=== Text ===
------------------------------

Hi,

[Juergen Sauer wrote]

> Subject: Re: How to clone the whole db instance from one machine to
> other
> 
> > i think that this might the ever coming question but 
> > being new to
> > this world of SAPDB , am eager (also am required) to move 
> > the db from
> > one machine to the another. so can anyone guide me thru the steps.
> 

> There are a few ways to to that.
> SapDB -> SapDB
> 1) use the "Replication Management" repmcli
>    First extracting all data:
>    repmcli -d INSTANCE -u dba,password -E 1 -b datadump.cmd
> - ---- datadump.cmd 
> ----------------------------------------------------------
>   TABLEEXTRACT ALL OUTFILE '/tmp/database-ouf.unl'
> - 
> --------------------------------------------------------------
> Second move the /tmp/database-ouf.unl file to the next machine,
> where SapDB should run.
> You have to insert it there:
>    repmcli -d INSTANCE -u dba,password -E 1 -b dataload.cmd
> - ---- dataload.cmd 
> -------------------------------------------------------------
> TABLELOAD ALL INFILE '/tmp/database-ouf.unl' OUTFILE 
> '/tmp/restart.dat'
> - 
> 
Well, almost right ;-)
I would recommend an additional CATALOGEXTRACT/CATALOGLOAD ALL.
This assures that all other database objects like views,
synonyms, grants, ... will be 'replicated', too.

------------------------------

=== Material to process ===
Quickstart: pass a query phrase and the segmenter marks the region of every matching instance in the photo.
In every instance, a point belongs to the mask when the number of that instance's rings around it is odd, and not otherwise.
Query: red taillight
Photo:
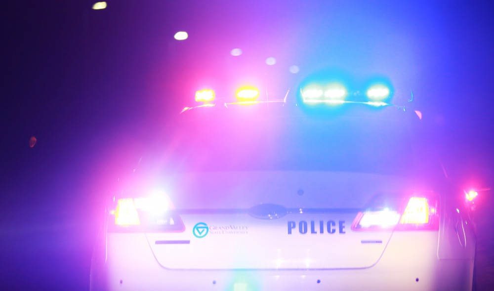
[[[185,230],[168,196],[115,199],[110,210],[110,231],[170,232]]]
[[[374,199],[382,201],[382,199]],[[437,230],[439,215],[438,200],[432,197],[412,196],[400,207],[396,199],[392,199],[390,207],[372,205],[359,212],[355,218],[354,230],[414,229]]]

------------------------------

=== Requests ===
a) According to the SAPDB text, why should an extra CATALOGEXTRACT/CATALOGLOAD ALL be added? Answer in one to three sentences.
b) Rewrite the entries with "taillight" replaced by "brake light" and everything else kept the same. Omit the pictures.

=== Answers given ===
a) It makes sure that the other database objects, such as views, synonyms and grants, are replicated too.

b)
Quickstart: pass a query phrase and the segmenter marks the region of every matching instance in the photo.
In every instance, a point belongs to the mask when the number of that instance's rings around it is odd, and not otherwise.
Query: red brake light
Photo:
[[[185,230],[168,196],[115,199],[110,210],[110,231],[170,232]]]
[[[374,199],[382,201],[382,199]],[[437,230],[439,215],[438,200],[432,197],[412,196],[400,207],[396,199],[392,199],[390,207],[372,205],[359,212],[355,218],[354,230],[414,229]]]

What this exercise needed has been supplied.